[RECORD SET]
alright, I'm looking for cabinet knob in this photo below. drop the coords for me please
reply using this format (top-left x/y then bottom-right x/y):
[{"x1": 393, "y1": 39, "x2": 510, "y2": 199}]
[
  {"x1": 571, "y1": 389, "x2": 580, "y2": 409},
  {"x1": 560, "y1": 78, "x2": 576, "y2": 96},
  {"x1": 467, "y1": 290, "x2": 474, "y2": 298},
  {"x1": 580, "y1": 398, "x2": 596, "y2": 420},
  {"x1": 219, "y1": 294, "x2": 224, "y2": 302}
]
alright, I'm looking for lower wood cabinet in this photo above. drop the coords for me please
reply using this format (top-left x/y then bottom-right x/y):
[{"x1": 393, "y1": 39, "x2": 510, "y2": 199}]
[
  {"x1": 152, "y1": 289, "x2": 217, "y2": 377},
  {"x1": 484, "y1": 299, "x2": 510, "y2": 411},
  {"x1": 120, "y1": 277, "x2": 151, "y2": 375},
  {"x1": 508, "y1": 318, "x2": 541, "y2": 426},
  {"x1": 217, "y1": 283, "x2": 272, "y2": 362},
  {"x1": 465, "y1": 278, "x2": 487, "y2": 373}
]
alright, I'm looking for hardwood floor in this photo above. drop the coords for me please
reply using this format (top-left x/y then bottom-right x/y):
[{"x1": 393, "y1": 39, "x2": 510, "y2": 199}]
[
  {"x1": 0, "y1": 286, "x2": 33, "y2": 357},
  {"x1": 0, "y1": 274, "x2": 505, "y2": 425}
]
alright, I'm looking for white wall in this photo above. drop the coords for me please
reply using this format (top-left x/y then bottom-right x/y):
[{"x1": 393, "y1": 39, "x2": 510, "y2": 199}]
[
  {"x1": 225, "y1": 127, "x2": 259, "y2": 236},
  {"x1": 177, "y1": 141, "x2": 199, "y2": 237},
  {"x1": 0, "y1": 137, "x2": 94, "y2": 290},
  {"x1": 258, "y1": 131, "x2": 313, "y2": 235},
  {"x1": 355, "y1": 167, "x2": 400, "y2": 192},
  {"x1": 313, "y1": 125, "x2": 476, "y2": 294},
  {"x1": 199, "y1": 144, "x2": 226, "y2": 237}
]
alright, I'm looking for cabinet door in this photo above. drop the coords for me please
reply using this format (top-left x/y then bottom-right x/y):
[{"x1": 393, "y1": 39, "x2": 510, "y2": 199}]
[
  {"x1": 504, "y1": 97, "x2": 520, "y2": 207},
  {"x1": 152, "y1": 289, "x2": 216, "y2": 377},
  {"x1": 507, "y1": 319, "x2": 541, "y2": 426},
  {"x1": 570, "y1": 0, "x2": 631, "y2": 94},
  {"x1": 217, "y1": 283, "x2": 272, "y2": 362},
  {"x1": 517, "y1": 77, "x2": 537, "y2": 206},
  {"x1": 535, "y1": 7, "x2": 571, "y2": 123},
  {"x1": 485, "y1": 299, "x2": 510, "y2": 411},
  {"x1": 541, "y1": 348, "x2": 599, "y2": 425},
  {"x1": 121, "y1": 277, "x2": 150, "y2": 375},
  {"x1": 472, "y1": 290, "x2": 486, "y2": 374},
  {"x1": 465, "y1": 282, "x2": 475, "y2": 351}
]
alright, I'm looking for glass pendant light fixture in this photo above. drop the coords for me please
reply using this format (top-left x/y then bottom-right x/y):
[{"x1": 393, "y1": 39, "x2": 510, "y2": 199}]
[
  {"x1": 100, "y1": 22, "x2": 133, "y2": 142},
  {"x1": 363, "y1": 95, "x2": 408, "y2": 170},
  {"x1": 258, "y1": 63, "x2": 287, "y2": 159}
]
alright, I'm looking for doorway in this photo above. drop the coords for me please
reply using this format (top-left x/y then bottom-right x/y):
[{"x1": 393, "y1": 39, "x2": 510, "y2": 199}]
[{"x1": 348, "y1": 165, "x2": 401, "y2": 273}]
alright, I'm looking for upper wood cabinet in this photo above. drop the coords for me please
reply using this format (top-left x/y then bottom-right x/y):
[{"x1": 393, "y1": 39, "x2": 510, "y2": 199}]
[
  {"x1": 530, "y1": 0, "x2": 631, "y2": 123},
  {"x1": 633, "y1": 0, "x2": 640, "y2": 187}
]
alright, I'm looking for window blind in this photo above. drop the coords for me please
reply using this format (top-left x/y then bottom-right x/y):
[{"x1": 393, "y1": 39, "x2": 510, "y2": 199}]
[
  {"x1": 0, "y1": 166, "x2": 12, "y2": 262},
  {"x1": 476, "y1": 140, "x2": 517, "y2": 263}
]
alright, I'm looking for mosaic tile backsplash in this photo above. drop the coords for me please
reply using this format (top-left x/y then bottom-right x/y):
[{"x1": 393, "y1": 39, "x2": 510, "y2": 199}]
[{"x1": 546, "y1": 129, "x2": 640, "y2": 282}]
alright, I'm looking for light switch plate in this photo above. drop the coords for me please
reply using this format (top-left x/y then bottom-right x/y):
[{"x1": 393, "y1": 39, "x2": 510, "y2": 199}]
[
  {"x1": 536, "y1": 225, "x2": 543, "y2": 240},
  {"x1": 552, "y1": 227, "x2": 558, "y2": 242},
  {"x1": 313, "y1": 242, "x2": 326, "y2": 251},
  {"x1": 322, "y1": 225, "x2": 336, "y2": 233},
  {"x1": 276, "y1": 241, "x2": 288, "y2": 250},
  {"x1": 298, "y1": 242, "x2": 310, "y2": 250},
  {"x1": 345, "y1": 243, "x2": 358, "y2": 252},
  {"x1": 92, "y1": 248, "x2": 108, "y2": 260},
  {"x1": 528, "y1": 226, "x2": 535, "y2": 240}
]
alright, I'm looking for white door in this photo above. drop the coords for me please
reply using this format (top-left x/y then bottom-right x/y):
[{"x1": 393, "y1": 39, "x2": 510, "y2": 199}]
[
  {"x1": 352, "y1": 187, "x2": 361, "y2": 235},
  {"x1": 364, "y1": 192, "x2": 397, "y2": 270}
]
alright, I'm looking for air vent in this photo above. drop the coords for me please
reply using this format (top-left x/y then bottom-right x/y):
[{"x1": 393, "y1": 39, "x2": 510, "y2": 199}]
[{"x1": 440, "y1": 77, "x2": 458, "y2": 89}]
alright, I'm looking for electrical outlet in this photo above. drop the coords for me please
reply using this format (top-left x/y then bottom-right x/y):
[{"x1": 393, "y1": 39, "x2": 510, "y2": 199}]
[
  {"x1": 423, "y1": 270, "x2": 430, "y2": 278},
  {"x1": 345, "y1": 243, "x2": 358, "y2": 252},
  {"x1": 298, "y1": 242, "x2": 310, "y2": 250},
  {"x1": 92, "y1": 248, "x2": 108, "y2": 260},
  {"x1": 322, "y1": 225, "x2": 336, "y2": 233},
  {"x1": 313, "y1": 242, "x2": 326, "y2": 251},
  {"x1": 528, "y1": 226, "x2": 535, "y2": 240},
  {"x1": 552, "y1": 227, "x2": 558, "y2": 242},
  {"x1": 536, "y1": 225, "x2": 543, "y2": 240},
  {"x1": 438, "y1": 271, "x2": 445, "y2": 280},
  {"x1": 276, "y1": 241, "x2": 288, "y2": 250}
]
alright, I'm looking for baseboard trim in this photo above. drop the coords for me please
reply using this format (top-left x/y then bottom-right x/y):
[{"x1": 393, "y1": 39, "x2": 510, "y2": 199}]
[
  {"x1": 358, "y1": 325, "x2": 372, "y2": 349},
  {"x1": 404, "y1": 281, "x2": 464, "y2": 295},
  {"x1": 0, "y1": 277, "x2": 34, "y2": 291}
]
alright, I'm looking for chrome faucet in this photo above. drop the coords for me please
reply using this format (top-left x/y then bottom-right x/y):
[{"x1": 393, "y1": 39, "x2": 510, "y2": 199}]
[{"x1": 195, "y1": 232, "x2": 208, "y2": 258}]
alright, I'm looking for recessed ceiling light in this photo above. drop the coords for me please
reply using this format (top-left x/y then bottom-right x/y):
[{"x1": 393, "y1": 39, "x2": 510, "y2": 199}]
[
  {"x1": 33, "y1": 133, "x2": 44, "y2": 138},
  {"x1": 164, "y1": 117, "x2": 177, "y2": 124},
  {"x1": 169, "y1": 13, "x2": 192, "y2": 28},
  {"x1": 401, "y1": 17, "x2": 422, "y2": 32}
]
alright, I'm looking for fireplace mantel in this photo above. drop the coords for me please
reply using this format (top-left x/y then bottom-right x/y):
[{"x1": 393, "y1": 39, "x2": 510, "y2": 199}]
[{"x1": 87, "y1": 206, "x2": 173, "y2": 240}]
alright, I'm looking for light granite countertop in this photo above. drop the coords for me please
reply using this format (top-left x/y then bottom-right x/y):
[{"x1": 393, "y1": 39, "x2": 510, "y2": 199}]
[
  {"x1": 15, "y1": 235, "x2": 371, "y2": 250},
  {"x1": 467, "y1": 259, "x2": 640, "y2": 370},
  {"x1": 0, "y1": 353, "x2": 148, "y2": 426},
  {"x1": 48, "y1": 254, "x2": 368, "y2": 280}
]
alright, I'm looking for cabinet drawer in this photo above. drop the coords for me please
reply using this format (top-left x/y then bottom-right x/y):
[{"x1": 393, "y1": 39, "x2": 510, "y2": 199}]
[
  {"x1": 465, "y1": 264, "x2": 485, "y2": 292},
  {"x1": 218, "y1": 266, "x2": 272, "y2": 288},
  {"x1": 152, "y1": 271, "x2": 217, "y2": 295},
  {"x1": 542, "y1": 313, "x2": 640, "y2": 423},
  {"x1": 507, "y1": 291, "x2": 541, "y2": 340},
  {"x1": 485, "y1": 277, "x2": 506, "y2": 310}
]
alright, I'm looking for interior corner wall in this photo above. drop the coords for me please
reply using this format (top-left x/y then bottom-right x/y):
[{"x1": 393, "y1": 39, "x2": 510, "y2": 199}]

[PROBLEM TO WORK ON]
Pull out all lines of the data with the string "light".

[TASK RESULT]
alright, I'm looking for glass pendant light fixture in this photo above. drop the coords for me please
alright, I'm looking for light switch plate in this photo above. drop the coords for me please
alright, I'm looking for recessed ceiling light in this photo above. drop the coords for me please
alright, I'm looking for light granite countertop in this photo above. drop the coords for me please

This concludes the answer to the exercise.